● SOURCE DOCUMENT:
DS: I use half a dozen farmers and they set stuff aside for me. Rick Dishop [of Mountain Sweet Berry Farm] gets this stuff called milkweed and this weird Italian broccoli called Spigarello.
AB: What advice would you offer young chefs just getting started?
DS: Put your heart into it, don’t give up, and learn good techniques.
AB: What ingredient that you like do you feel is underappreciated or under utilized? Why?
DS: Salt and pepper. Regular people always ask what did you put on that, and you’re like “um, salt and pepper.” I think it’s one of those things that we take for granted. It’s automatic for a lot of us now. We don’t think about where it comes from, how they rake it out of the sea and let it dry out.
AB: What are a few of your favorite flavor combinations?
DS: Capers and carrots and citrus. I have that on all my skate dishes right now. I have also been a freak for zested citrus on top of things, especially on top of something rich and fatty, like cream sauce with zest. It smells really good.
AB: At StarChefs we publish technique features for chefs to learn. Is there a culinary technique that you have either created or borrowed and use in an unusual way?
DS: We have done a lot of classic techniques and applied them in different ways. We confit whole racks of pork in duck fat. We brine them with salt and herbs and put it at a really low temperature and confit it, then slice and roast the chops. It makes them more tender and a littler porkier in the duck fat.
AB: What are your favorite cookbooks?
DS: Larousse Gastronomique and Le Repertoire De La Cuisine.

● WHAT YOU NEED TO DO:
A: In the chef interview, which two cookbooks does DS name as favorites?
B: Shorten the answer in the chef interview that begins "We have done a lot of classic techniques" while keeping its main facts.
C: Copy word for word the part of the chef interview starting with "DS: I use half" and going on through "it dry out.".
The listing comes from a separate source and has no connection to the chef interview.

● DATA PROVIDED:

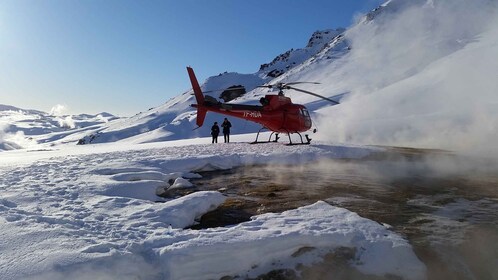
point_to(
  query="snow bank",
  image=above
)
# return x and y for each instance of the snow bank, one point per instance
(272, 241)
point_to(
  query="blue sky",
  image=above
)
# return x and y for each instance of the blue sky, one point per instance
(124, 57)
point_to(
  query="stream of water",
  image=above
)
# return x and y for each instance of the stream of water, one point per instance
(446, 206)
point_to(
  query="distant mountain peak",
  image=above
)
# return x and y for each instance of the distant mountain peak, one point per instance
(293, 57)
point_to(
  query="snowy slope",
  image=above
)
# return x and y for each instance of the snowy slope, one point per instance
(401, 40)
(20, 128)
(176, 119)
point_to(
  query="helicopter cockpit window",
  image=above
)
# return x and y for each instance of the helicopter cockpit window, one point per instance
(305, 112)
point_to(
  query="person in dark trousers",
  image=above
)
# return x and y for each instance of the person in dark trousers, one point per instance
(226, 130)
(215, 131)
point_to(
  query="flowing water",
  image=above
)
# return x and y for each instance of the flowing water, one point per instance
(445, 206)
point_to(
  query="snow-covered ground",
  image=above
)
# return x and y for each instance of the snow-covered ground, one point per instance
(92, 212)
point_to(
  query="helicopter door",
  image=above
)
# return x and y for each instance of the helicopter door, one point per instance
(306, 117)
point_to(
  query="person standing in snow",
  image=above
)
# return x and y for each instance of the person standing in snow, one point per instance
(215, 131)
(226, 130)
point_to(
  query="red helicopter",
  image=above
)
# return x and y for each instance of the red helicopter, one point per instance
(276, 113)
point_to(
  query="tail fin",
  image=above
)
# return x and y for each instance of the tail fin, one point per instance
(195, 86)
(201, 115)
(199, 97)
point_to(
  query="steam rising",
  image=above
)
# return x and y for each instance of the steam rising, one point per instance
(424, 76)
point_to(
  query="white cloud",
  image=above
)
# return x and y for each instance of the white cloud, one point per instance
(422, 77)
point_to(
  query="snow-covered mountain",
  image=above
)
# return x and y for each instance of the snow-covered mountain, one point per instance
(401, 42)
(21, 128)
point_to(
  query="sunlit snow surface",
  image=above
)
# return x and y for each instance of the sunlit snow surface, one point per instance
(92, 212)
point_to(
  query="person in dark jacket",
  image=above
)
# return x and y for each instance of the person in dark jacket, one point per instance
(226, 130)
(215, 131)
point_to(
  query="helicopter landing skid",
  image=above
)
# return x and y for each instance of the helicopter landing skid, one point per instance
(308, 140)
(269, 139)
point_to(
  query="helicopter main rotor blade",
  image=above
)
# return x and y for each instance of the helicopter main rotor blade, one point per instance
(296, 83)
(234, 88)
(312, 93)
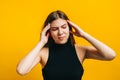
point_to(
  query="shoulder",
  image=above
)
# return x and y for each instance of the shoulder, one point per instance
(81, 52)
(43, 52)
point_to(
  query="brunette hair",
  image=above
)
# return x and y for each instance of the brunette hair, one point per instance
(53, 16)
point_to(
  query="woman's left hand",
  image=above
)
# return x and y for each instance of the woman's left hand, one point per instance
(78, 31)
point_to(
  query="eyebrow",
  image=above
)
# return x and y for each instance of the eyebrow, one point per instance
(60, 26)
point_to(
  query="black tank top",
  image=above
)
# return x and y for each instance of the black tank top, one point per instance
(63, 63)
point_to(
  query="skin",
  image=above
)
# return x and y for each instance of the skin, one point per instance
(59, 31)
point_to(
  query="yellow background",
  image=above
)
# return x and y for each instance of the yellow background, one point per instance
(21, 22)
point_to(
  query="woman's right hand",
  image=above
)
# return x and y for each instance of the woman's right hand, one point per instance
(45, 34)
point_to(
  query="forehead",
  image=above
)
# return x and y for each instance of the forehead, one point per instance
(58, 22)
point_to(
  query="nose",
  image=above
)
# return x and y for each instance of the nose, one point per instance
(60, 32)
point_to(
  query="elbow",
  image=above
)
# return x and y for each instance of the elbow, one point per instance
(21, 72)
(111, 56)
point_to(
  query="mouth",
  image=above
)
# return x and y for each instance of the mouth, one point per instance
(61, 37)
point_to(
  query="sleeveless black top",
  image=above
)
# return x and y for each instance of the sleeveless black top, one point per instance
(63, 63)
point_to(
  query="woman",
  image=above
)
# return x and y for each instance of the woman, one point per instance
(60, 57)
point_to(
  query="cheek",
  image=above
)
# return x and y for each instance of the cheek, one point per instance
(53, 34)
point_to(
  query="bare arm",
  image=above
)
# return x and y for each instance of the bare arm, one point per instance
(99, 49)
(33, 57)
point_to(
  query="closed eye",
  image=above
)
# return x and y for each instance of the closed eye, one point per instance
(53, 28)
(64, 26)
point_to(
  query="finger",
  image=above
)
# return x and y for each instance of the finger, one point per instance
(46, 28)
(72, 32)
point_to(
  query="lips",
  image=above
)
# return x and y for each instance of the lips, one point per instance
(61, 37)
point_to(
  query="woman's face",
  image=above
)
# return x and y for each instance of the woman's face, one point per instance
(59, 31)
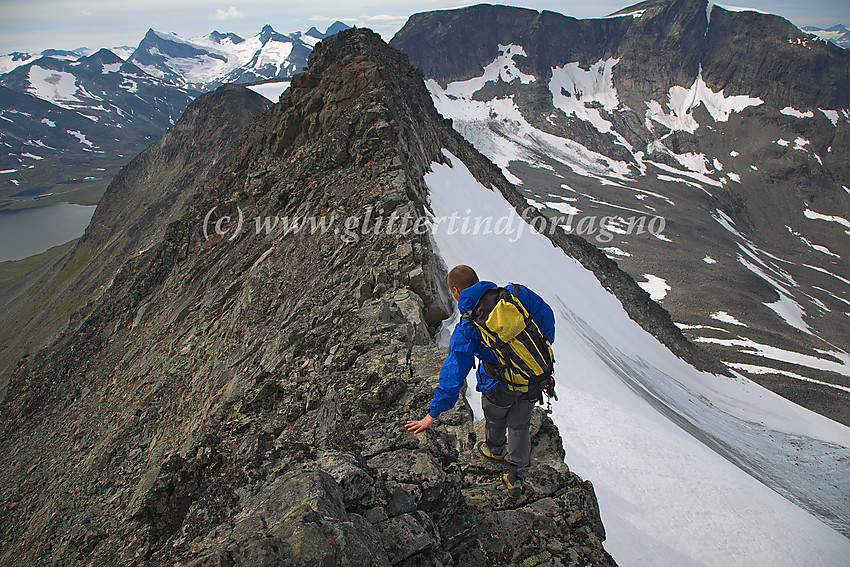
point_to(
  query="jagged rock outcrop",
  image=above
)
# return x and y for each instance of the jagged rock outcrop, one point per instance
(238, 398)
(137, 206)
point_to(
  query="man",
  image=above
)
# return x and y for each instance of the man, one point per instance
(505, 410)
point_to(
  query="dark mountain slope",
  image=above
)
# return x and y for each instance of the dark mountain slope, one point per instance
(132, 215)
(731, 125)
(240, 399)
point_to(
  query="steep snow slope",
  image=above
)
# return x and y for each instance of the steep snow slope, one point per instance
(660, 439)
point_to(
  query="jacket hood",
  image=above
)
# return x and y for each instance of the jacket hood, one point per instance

● REPLIES:
A: Larousse Gastronomique and Le Repertoire De La Cuisine.

B: DS's kitchen uses classic techniques in new ways. For example, whole racks of pork are brined with salt and herbs, confited in duck fat at a very low temperature, and then sliced and roasted as chops. This makes them more tender and a little porkier.

C:
DS: I use half a dozen farmers and they set stuff aside for me. Rick Dishop [of Mountain Sweet Berry Farm] gets this stuff called milkweed and this weird Italian broccoli called Spigarello.
AB: What advice would you offer young chefs just getting started?
DS: Put your heart into it, don’t give up, and learn good techniques.
AB: What ingredient that you like do you feel is underappreciated or under utilized? Why?
DS: Salt and pepper. Regular people always ask what did you put on that, and you’re like “um, salt and pepper.” I think it’s one of those things that we take for granted. It’s automatic for a lot of us now. We don’t think about where it comes from, how they rake it out of the sea and let it dry out.